* Source extract
--- START ---

As you all know, I’m an Eloisa James fangirl, and would probably cry if I met her. I’d also probably hug her whether she wanted to or not while sobbing things like “Villiers…just…FEELS…I can’t even…” When Beauty Tamed the Beast ( A | BN | K | ARe ) is my favorite fairytale trope coupled with Regency House fanfiction. For reals. And it is so fucking good. A Duke of Her Own ( A | BN | K | ARe ) features my favorite rogue, the Duke of Villiers, who decides it’s time to reform…and brings all his bastards under one roof. This book has plot moppets like Tribbles. They’re just multiplying. And the heroine…Eleanor is glorious.

Book The Perils of Pleasure

Julie Anne Long’s Pennyroyal Green series is phenomenal. I’ll always love The Perils of Pleasure ( A | BN | K | ARe ) a book with tons of action (the heroine saves the hero from being hung…hanged?( Maybe he is hung but about to be hanged?) and it’s a lot of action for a Regency.

Book Carried Away      Book Wicked      Book Wild     Book Wonderful

And then there is Jill Barnett, who does not write Regencies, but is awesome regardless. Carried Away ( A | BN | K | ARe ) is a book about two brothers who, filled with good intentions, kidnap two women to be their wives. One of the heroes is a rapscallion, the other kind of a nerd. There is slap-slap kiss-kiss AND slow-burn. There is a horse who hangs out in the house. People’s faces get painted blue. It’s amazing.

--- END ---

* Exercise set
A) Please answer these questions about the romance book recommendations:
(i) In A Duke of Her Own, which character decides it is time to reform?
(ii) Which series by Julie Anne Long is named?
(iii) In Carried Away, how many brothers kidnap women to be their wives?
B) Output the part of the romance book recommendations from "And then there" up to and including "blue. It’s amazing.".
The material comes from a different source than the romance book recommendations.

Natural-language object grounding data:
--- START ---

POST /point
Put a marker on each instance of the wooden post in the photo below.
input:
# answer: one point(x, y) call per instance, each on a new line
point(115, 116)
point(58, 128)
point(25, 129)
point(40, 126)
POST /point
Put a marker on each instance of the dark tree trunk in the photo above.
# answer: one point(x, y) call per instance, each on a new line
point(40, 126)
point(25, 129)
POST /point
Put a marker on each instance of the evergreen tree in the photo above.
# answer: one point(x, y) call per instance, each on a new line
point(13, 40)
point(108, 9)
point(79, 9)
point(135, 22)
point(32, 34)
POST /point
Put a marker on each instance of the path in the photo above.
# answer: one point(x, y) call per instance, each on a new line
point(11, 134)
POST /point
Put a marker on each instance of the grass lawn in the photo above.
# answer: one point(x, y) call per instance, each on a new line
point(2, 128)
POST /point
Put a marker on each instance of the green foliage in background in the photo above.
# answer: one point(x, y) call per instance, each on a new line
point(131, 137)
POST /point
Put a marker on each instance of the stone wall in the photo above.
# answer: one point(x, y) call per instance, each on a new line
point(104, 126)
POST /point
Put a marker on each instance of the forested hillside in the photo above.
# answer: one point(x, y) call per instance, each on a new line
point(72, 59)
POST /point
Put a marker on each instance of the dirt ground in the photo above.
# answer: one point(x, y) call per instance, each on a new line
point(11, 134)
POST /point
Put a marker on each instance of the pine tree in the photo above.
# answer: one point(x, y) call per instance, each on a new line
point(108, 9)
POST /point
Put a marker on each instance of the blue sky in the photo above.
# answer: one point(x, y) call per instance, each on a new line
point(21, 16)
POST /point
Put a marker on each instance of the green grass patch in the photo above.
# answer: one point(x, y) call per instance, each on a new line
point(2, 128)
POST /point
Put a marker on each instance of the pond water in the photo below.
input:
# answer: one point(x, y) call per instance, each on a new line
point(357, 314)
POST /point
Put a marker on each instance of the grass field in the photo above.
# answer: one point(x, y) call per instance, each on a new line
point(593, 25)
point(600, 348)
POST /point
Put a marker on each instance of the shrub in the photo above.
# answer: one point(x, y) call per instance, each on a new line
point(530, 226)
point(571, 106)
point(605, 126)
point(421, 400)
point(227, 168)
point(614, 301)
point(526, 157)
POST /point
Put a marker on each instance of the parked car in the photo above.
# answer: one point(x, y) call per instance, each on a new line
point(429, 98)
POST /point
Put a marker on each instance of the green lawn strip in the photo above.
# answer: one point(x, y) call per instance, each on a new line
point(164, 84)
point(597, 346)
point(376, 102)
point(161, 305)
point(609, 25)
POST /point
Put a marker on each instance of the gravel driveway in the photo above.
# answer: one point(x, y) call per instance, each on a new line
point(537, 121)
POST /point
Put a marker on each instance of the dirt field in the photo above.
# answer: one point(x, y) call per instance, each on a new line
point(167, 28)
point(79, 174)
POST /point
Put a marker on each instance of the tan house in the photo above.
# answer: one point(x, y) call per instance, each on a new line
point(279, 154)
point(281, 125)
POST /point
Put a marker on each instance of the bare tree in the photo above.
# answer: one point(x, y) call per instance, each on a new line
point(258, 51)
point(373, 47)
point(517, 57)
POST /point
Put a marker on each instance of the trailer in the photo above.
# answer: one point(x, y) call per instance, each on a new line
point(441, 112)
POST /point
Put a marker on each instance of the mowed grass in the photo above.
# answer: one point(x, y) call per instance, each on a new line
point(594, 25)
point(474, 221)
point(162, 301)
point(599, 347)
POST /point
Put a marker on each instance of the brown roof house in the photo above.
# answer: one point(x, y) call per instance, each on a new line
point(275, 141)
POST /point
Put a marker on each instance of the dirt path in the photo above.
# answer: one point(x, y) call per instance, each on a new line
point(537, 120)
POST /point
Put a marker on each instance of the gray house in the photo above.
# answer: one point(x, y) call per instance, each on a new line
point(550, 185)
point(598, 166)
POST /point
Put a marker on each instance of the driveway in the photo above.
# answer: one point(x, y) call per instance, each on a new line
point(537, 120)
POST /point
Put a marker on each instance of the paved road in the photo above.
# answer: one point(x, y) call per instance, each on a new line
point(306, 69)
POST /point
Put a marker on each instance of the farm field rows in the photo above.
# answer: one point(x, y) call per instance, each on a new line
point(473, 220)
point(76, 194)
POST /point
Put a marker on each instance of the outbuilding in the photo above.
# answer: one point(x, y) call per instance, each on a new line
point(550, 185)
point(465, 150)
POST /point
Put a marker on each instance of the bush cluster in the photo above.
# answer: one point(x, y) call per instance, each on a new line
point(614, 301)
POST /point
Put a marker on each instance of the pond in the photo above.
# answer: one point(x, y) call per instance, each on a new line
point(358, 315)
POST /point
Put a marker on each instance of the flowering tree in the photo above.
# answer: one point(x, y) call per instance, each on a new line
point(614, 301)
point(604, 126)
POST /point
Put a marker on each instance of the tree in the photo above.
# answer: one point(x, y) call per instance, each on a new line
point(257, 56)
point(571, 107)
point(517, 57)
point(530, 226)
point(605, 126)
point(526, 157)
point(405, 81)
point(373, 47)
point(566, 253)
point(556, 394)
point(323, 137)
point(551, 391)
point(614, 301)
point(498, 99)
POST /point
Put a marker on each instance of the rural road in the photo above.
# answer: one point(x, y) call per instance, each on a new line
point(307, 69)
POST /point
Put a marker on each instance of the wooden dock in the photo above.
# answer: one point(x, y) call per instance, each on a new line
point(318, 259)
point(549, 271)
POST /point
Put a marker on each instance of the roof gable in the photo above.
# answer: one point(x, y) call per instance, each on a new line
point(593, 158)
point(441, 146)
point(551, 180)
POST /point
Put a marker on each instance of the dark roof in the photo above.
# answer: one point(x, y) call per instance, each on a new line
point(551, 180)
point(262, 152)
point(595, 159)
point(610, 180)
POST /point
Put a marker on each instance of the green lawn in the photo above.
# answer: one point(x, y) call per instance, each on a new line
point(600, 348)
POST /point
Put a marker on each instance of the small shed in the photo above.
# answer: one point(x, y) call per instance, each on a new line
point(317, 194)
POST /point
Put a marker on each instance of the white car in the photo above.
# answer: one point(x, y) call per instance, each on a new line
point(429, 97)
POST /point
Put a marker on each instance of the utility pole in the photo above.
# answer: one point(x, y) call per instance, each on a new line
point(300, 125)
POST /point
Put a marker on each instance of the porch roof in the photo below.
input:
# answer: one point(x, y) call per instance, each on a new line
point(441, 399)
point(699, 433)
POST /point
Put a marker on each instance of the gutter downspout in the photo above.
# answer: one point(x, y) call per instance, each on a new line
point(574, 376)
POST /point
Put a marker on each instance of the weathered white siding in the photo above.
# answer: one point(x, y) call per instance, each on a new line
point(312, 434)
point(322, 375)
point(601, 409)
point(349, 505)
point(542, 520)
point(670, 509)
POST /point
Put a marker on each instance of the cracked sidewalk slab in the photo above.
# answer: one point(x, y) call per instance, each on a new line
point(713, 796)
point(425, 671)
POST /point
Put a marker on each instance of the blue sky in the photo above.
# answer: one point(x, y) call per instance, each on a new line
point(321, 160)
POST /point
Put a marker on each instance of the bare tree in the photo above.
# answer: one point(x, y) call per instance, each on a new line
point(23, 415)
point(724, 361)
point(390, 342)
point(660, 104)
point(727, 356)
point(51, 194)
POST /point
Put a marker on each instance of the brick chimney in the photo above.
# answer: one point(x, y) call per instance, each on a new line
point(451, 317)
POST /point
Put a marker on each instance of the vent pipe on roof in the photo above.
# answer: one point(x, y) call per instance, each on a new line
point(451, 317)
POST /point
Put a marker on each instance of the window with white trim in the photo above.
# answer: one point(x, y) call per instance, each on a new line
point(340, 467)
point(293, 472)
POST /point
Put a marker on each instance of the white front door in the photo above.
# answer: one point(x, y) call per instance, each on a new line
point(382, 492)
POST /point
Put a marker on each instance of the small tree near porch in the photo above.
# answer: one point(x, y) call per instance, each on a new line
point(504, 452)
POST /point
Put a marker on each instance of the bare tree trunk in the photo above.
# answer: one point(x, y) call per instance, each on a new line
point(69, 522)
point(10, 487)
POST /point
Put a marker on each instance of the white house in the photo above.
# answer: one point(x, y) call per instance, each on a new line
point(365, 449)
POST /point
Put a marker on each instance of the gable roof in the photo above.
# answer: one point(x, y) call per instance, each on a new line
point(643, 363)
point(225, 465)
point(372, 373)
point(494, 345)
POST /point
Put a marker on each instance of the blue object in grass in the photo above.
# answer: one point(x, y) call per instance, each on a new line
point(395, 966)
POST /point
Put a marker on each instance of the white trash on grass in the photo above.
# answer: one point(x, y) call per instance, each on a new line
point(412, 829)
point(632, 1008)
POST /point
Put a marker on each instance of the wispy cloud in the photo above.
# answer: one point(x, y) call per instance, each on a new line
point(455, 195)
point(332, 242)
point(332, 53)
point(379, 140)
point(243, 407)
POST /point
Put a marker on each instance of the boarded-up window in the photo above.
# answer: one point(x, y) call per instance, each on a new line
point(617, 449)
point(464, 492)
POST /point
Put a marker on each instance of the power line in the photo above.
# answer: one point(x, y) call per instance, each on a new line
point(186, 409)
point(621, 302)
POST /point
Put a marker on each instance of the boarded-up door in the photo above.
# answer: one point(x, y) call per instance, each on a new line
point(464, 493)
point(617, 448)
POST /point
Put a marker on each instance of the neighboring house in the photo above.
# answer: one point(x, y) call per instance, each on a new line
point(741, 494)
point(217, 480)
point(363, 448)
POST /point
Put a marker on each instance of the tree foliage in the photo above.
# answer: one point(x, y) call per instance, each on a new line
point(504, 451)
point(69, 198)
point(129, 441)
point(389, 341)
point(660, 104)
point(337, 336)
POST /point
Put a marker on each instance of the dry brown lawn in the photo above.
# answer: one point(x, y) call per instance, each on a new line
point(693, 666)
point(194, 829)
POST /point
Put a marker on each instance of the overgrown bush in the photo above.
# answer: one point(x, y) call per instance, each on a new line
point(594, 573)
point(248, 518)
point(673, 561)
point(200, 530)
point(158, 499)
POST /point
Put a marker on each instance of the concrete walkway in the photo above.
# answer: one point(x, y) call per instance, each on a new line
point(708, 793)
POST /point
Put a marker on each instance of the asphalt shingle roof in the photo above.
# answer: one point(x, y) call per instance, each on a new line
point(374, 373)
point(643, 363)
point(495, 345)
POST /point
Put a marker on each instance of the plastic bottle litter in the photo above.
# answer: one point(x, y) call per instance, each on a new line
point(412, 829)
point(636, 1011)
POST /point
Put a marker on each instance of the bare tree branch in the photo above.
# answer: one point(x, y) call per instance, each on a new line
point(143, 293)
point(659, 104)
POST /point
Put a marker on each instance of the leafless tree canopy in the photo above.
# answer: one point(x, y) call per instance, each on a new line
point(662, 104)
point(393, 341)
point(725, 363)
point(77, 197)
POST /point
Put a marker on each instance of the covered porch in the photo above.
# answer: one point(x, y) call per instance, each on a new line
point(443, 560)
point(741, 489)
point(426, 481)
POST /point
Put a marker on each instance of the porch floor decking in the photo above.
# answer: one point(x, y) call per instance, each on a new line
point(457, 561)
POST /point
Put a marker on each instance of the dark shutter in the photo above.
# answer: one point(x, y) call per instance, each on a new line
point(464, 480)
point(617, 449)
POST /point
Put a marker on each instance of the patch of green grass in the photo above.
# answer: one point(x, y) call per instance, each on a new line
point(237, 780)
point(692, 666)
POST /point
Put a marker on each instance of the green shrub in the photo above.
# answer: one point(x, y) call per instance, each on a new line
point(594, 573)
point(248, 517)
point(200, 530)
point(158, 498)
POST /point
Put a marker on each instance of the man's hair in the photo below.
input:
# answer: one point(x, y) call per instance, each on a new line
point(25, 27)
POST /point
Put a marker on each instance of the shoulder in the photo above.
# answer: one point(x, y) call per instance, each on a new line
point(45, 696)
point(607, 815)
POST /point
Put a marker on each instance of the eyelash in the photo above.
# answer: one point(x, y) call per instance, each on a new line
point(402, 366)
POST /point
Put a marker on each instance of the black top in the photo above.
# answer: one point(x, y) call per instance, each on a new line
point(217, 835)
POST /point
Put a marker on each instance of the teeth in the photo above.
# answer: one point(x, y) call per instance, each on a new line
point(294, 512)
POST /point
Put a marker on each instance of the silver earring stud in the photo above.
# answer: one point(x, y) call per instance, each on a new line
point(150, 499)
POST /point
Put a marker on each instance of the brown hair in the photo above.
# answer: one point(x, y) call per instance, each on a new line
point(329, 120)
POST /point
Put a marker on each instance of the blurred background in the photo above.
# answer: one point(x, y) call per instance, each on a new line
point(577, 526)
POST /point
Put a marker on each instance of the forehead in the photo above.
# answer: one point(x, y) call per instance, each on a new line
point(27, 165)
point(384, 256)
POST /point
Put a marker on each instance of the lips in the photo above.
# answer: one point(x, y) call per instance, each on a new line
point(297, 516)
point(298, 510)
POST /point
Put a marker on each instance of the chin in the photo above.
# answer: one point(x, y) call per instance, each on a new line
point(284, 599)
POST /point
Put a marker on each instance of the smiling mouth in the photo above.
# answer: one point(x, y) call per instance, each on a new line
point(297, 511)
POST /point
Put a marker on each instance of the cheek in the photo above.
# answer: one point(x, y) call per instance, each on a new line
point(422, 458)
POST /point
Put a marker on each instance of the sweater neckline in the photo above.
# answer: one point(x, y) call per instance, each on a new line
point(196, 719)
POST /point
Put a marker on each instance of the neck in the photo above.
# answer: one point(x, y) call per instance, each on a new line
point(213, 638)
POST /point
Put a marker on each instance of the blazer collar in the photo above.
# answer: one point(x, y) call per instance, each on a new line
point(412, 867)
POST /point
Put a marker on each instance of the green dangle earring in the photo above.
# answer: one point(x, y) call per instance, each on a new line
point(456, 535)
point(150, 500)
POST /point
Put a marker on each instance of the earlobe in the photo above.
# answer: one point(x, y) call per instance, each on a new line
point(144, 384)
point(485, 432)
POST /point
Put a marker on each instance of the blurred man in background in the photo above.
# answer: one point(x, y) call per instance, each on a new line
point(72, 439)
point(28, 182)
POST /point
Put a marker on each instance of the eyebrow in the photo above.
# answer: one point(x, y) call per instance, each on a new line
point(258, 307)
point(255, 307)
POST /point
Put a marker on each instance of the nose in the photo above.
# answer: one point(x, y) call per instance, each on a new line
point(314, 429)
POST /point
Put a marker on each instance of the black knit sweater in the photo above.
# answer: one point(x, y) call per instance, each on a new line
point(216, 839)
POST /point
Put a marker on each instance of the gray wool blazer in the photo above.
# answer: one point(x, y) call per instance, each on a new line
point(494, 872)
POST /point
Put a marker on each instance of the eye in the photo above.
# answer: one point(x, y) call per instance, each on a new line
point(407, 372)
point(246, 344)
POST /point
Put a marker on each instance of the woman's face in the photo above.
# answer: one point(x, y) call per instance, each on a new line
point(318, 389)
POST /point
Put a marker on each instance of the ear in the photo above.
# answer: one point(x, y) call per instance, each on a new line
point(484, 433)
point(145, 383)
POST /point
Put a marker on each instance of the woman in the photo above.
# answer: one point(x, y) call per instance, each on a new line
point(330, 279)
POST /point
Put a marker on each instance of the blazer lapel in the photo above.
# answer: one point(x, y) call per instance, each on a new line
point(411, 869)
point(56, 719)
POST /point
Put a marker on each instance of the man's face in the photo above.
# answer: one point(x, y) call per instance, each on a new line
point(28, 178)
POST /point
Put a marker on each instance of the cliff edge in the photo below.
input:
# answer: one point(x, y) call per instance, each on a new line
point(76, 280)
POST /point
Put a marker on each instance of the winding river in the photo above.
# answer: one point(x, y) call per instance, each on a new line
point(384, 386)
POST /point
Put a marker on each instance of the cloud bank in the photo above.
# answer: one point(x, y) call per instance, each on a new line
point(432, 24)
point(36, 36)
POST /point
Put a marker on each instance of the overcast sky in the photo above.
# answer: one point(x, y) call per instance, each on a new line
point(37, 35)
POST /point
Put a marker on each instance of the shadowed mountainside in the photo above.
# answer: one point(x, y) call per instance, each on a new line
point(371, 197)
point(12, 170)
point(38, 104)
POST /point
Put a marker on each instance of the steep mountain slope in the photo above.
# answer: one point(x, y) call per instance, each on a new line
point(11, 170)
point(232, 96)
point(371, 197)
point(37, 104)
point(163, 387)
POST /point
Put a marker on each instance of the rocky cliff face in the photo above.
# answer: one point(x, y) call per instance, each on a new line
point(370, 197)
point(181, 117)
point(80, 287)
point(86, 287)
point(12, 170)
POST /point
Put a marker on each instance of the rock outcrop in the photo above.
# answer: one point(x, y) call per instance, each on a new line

--- END ---

* Task solutions
A)
(i) The Duke of Villiers
(ii) The Pennyroyal Green series
(iii) Two

B)
And then there is Jill Barnett, who does not write Regencies, but is awesome regardless. Carried Away ( A | BN | K | ARe ) is a book about two brothers who, filled with good intentions, kidnap two women to be their wives. One of the heroes is a rapscallion, the other kind of a nerd. There is slap-slap kiss-kiss AND slow-burn. There is a horse who hangs out in the house. People’s faces get painted blue. It’s amazing.